• _Excerpted text_
"""
At this moment in the Church’s history in this country (and in the West more generally) it is less urgent to convince the alternative culture in which we live of the truth of Christ than it is for the Church to tell itself its own story and to nurture its own life, the culture of the city of God, the Christian republic.

This is not surrender. It is a strategy for facing our post-Christian reality. It is not a call for Christians to abandon politics entirely — I don’t believe we can or should do that — but it is a call to understand the nature of the times, and to commit our attention and our resources to building up the life of the church in truly countercultural ways. We cannot expect as much from Republican politicians or politics itself as many of us wish to think that we can. Continuing to respond as if we were in normal times in this regard amounts to a fruitless shoring up of the declining imperium, when what is most needed — not exclusively needed, but most needed — is what we have neglected among ourselves for far too long: building up the culture of the city of God, the Christian republic.

In his most recent column, Dennis Prager (who is Jewish) criticizes Trump-opposing conservatives:

I have concluded that there are a few reasons that explain conservatives who were Never-Trumpers during the election, and who remain anti-Trump today.

The first and, by far, the greatest reason is this: They do not believe that America is engaged in a civil war, with the survival of America as we know it at stake.

While they strongly differ with the left, they do not regard the left-right battle as an existential battle for preserving our nation. On the other hand, I, and other conservative Trump supporters, do.

Well, I wasn’t one of the Never-Trumpers, and I do believe that we are indeed engaged in a great battle in this country. The difference between Prager and me has to do with the nature of the war. The idea that Donald Trump is in charge of the forces of righteousness is farcical. And the idea that the line between the forces of good and evil in this war is drawn between conservatives and liberals, Republicans and Democrats, is delusional.
"""
• _Goals_
#1 Answer these questions from the excerpt on the Church and post-Christian politics:
(a) What two names does the excerpt give the culture the Church should build up?
(b) What religion does the excerpt say Dennis Prager follows?
(c) According to Prager, what is the greatest reason some conservatives remain anti-Trump?
#2 Write the next paragraph of the excerpt on the Church and post-Christian politics, picking up after its final sentence.

• _Records supplied_
"""
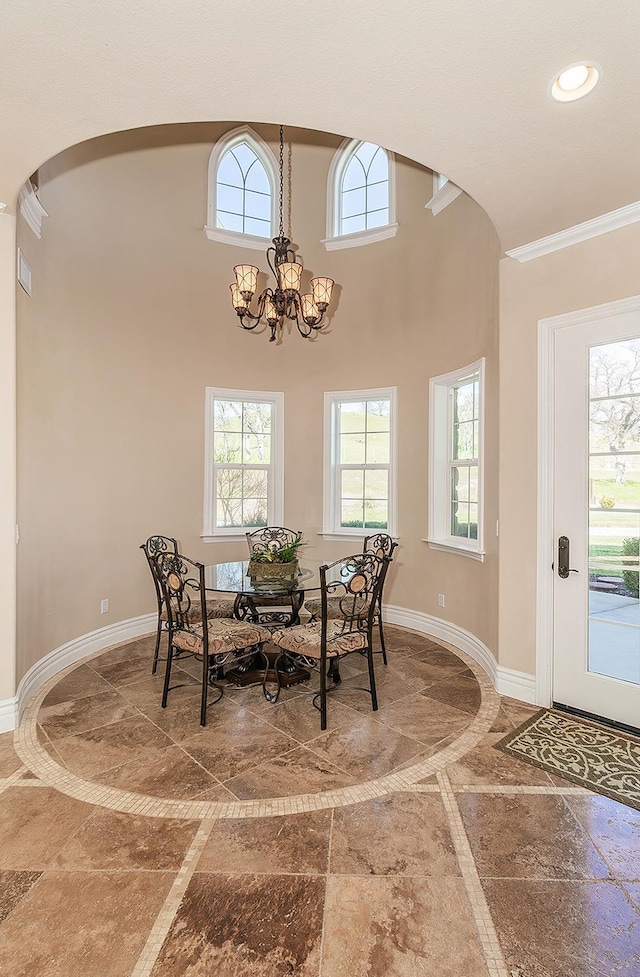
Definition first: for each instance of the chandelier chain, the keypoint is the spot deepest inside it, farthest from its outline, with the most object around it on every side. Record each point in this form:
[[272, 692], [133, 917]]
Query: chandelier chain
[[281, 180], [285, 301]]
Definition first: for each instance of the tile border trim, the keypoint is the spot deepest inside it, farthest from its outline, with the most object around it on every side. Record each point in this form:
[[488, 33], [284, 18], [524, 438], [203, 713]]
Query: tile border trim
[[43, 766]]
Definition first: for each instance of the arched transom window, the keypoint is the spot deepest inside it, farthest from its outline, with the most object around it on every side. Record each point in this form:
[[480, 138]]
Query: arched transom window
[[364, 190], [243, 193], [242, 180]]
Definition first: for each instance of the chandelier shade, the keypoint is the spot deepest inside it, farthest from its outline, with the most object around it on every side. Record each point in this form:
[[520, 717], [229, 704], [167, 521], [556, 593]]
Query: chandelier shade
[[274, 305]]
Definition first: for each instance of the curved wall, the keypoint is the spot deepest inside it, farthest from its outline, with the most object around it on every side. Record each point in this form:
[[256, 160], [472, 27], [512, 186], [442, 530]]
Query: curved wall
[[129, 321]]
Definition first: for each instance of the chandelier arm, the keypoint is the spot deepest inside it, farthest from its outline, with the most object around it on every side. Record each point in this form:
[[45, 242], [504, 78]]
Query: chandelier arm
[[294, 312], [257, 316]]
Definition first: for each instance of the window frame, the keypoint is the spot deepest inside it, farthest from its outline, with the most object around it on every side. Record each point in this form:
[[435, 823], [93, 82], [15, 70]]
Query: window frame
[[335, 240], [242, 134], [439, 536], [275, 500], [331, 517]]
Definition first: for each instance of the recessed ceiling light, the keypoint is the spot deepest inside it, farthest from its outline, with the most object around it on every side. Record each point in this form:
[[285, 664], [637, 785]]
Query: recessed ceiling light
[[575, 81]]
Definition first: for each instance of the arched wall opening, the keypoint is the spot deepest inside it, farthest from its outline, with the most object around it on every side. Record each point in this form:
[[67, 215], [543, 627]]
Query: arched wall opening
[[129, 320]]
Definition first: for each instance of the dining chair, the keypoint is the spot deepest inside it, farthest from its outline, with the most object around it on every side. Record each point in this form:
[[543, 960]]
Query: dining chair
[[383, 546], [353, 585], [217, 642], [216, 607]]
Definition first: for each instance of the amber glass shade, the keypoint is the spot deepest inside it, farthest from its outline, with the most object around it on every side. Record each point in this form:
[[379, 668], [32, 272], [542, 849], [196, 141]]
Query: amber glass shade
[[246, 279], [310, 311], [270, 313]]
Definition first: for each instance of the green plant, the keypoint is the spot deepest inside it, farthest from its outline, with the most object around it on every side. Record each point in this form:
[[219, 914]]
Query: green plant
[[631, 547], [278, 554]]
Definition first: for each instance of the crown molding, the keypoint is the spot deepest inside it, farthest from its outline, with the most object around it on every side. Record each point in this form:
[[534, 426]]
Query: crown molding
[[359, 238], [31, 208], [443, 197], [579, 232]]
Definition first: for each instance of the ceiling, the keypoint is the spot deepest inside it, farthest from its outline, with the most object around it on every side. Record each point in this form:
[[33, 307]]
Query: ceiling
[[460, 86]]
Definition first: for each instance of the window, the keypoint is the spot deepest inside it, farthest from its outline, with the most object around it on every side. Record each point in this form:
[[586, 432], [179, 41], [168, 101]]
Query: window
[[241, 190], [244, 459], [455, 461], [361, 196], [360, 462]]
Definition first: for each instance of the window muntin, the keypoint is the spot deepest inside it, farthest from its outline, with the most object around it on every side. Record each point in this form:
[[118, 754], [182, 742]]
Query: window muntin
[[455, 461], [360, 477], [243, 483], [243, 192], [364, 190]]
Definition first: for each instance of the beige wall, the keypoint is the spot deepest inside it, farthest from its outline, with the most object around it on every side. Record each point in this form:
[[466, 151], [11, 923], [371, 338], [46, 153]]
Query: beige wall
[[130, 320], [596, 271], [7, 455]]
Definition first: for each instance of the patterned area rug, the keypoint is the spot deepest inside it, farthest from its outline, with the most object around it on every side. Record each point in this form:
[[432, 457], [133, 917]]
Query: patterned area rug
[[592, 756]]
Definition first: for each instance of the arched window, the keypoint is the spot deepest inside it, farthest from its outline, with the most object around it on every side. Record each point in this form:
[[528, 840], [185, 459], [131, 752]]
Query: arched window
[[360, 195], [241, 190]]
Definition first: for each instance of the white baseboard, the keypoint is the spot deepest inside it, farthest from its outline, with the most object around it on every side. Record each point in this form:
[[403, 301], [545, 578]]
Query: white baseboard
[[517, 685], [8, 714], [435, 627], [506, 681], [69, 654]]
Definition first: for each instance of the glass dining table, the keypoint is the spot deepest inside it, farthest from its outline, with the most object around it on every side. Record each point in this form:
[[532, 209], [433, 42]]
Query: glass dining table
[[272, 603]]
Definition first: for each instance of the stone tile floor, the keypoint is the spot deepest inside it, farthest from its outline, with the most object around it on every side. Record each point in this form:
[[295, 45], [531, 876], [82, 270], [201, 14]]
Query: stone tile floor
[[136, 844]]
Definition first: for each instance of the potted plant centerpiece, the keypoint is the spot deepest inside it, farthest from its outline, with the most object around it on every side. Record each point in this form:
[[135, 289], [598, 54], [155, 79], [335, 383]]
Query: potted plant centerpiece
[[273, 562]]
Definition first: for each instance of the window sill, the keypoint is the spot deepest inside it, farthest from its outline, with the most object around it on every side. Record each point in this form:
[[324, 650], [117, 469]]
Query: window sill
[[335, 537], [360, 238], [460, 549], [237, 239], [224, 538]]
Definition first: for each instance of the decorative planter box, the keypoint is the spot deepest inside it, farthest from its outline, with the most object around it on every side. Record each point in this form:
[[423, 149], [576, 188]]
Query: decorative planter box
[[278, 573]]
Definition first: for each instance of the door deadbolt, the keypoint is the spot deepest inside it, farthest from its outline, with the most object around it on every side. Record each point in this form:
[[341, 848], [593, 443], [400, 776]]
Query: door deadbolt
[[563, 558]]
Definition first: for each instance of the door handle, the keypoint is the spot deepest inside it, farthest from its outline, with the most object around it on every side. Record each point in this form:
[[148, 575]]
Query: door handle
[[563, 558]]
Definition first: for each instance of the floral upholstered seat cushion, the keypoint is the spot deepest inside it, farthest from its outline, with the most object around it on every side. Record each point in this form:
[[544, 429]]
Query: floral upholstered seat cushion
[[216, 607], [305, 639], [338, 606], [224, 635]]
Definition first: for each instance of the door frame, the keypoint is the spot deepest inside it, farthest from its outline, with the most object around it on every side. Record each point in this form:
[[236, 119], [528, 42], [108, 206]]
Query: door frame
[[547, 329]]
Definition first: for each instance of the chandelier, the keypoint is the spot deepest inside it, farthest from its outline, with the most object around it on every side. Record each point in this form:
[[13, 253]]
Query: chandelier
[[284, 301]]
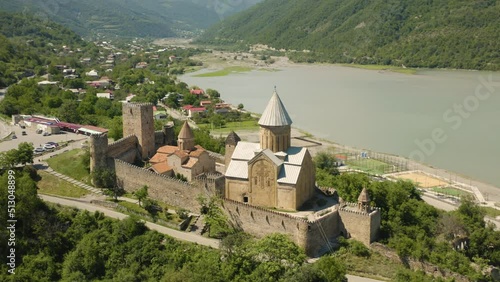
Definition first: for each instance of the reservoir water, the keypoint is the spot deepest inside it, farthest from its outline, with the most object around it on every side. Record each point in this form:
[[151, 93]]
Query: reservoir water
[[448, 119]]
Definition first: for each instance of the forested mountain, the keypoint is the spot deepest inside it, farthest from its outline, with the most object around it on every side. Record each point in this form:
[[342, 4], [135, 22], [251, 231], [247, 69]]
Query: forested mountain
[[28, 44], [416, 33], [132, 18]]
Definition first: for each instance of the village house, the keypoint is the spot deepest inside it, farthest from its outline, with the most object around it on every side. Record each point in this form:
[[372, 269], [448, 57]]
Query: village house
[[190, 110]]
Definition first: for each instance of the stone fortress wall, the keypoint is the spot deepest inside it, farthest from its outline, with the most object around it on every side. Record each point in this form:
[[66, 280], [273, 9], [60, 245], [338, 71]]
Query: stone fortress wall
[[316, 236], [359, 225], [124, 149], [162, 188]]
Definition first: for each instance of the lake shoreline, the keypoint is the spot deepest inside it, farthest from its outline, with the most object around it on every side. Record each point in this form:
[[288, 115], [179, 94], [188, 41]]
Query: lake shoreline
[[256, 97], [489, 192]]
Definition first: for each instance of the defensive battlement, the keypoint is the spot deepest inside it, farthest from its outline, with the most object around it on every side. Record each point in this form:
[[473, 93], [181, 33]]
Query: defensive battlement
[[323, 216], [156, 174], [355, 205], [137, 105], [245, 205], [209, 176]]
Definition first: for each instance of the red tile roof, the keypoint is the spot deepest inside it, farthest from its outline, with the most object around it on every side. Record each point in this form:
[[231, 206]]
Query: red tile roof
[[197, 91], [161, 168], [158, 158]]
"""
• _Results by task_
#1
(a) The city of God and the Christian republic.
(b) He is Jewish.
(c) They do not believe America is engaged in a civil war with the survival of America as we know it at stake.

#2
Prager also makes the shopworn “Georgetown cocktail party” criticisms, accusing Never-Trumpers of being too prissy and self-involved to embrace Trump:

They can join the fight. They can accept an imperfect reality and acknowledge that we are in a civil war, and that Trump, with all his flaws, is our general. If this general is going to win, he needs the best fighters. But too many of them, some of the best minds of the conservative movement, are AWOL.

I beg them: Please report for duty.

What, exactly, is Donald Trump fighting for? And why is the righteousness of that cause so overwhelmingly clear that it requires conservatives to abandon their principles for the sake of winning power? This is not clear at all to me. The Trump phenomenon is, to me, a sign that we traditionalist conservatives have already lost the war. The Benedict Option is the most important form of resistance open to us.

As I have written here, a conservative Evangelical friend who doesn’t like Trump told me that his crowd has gone all-in for him because “they don’t have a Plan B” — meaning that they have no idea what to do if they lose power. They don’t realize that they — that we — have already lost power, and if we keep telling ourselves that we can win it back, we will continue to neglect the most important work we can and should be doing right now.

We are not engaged in a battle to “preserve the nation”. We are engaged in a battle to save the church. It is entirely possible that we could preserve the nation, whatever that means, but lose the church. Both are important to me, but I know which one matters more.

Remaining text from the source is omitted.